Page:
Post #38 1700 Years Of The Nicene Creed - "who spoke by the prophets" - Jesus' Teaching And Resurrection Affirms A High View Of Scripture



Introduction:

    In the last couple of posts in our series on "1700 years of the Nicene Creed, we have looked at the phrase in the Nicene Creed: "who spoke by the prophets". We are currently looking at the doctrine of the Holy Spirit as He relates to the Divine inspiration of the Scripture. I've noted three important points are needed where approaching this clause "who spoke by the prophets".  

1. First, what was going through the minds of those who attended the Council of Constantinople when they agreed upon this part of the Creed? I answered this in part #36 of our series here: Growing Christian Resources: Post #36 1700 Years Of The Nicene Creed - "who spoke by the prophets" - What View Of Scripture Was Present At The Council Of Constantinople?

2. The second point about the confession of the Spirit's role in the Divine revelation of the Scripture was this: did the Council of Constantinople, and thus their update to the original Creed of Nicaea in 325 reflect the prevailing view of the early church's stance on the Scripture? Did their position of the nature of Scripture match that of Jesus and the Apostles? I dealt with these questions in #37 of our overall series here Growing Christian Resources: Post #37 1700 Years Of The Nicene Creed - "who spoke by the prophets" - Is Biblical Inerrancy A Modern Invention Of Conservatives?

3. Today's post will deal with the third consideration which sets the tone for the prior two considerations: what did Jesus and the Apostles teach about the Divine inspiration of Scripture and thus, what ought to be the Church's view today?  

Defining what is meant by Biblical inerrancy and its relationship to Divine inspiration.

   When we speak of Biblical inerrancy, we mean that the writings of the Old and New Testaments contained no errors as originally written by the prophets and apostles under the inspiration of the Holy Spirit. To state the doctrine positively: 

The original documents of the Old and New Testaments are totally true in every subject, even to their very wording, as revealed by God through the words written by the Biblical authors. 

    Since we no longer have the original documents (also called "the autographs), we have to rely upon the thousands of copies and ancients translations to reconstruct the wording of the original text. 

    The "Chicago Statement on Biblical Inerrancy", the premier definitive statement on the subject defines inerrancy as follows in its "Summary Statement", number four:

"Being wholly and verbally God-given, Scripture is without error or fault in all its teaching, no less in what it states about God’s acts in creation, about the events of world history, and about its own literary origins under God, than in its witness to God’s saving grace in individual lives."

Information shown:
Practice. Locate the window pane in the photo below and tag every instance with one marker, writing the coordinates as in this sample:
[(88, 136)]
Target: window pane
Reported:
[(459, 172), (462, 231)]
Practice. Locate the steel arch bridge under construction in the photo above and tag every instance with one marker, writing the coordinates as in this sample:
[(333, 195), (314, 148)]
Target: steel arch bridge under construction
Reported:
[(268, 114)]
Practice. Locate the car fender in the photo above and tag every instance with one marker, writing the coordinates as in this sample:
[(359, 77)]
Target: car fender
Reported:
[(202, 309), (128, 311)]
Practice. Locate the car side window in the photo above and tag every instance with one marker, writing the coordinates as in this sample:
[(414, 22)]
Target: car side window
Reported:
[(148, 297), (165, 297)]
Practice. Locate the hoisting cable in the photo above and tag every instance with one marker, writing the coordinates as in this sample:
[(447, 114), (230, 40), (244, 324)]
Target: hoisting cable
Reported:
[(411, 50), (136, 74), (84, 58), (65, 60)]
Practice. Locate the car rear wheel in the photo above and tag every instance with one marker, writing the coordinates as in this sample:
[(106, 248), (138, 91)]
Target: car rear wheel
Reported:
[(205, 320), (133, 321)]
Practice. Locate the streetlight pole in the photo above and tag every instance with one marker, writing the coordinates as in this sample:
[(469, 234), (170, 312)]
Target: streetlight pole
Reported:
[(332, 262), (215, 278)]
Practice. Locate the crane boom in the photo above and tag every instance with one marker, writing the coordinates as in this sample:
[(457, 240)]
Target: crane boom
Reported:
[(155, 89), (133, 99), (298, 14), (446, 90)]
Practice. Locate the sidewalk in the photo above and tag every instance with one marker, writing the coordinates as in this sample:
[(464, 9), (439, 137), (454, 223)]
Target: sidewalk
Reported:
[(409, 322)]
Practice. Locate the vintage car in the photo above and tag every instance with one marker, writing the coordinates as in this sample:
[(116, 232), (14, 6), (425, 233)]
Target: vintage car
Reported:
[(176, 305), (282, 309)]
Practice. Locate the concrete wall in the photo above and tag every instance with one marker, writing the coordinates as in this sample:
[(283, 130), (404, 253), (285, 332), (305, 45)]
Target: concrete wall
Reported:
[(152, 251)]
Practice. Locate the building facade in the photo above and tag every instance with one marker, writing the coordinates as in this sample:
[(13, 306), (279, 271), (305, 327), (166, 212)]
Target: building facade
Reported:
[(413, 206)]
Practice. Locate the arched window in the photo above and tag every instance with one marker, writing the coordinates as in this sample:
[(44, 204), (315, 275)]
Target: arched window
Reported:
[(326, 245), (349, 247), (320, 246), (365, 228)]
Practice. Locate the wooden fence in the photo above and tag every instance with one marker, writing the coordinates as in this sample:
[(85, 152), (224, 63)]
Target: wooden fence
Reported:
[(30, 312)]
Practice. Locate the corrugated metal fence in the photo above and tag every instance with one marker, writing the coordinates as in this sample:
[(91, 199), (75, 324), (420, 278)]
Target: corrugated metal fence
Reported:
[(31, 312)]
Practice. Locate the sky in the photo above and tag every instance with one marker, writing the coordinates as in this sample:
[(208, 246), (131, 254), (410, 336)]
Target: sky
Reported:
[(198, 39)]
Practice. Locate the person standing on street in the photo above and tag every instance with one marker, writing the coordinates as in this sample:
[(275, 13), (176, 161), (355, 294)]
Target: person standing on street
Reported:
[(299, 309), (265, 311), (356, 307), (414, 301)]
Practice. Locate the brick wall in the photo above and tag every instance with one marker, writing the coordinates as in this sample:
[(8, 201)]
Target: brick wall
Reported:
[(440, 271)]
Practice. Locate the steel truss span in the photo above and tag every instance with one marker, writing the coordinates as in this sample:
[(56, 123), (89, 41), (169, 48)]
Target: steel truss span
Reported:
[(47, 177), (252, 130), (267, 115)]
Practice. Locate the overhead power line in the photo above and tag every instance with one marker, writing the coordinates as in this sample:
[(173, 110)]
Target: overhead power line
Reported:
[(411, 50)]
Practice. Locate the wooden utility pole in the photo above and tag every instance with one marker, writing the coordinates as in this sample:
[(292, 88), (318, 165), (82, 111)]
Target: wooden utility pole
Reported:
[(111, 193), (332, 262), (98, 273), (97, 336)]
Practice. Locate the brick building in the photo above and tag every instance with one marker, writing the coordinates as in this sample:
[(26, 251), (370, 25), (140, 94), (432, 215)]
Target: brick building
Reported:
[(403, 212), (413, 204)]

Required work:
A: Decide whether each statement below agrees with the Nicene Creed post, answering yes or no and quoting the deciding words of the post. (i) The post says the original documents of the Old and New Testaments are still available today. (ii) Post #37 of the series addressed whether biblical inerrancy is a modern invention of conservatives. (iii) The definition of inerrancy quoted from the Chicago Statement comes from number four of its Summary Statement.
B: Extend the Nicene Creed post, beginning right after its last sentence.

Expected responses:
A:
(i) No: "Since we no longer have the original documents"
(ii) Yes: "Post #37 1700 Years Of The Nicene Creed - "who spoke by the prophets" - Is Biblical Inerrancy A Modern Invention Of Conservatives?"
(iii) Yes: "in its "Summary Statement", number four"

B:
    We've noted the high view of Scripture the church fathers had during the time of the Council of Constantinople that did the update to the Nicene Creed in 381 A.D. We also discovered the the wider context of the first three centuries of church history also held to the Scriptures as inspired an inerrant. Was this the view of Jesus and the Apostles? 
Let's note the following.

1. Jesus taught that the scripture is inspired, inerrant, and revealed by God.

    In Jesus' day, the Old Testament (or Hebrew Bible, the Tanak, as it is sometimes referred) was the only Bible known. There were no New Testament books, since Jesus had not yet died, raised and ascended.1 

    There were of course copies of the Hebrew text, however, very few Jewish people knew the Hebrew. Despite various translations of the Old Testament in circulation by Jesus' day, His view of the Divine authority carried by such translations did not alter. Several key phrases that Jesus used to describe the scriptures attest to His views, which ought to inform us as to how to view our translations of the Old and by extension, the New Testament. 

a. "It is written" 

    Jesus would sometimes use the phrase "it is written" to assert the Divine authority of the Old Testament. 2 At least 16 times in the Old Testament do we find this phrase used to refer to the words of other Old Testament books as being God's word.

b. "Scripture"

    Jesus used another closely associated term, "scripture", to describe the Old Testament.3 In these instances, Jesus describes the scriptures as fulfilled, having Divine authority, without error or "inerrant" (Matthew 22:29) and incapable of failure or "infallible" (John 10:35).

c. "It is fulfilled"

    The third term used by Jesus in His teaching on scripture is His often used phrased it is fulfilled. 4  Jesus' teaching about scripture's ability to accurately predict the future spoke to it's prophetic function. He saw himself as the basis of fulfillment. Fulfilled prophecy is the most unique mark of  divine revelation - with the Old and New Testament books uniquely possessing such a property among any other religious text.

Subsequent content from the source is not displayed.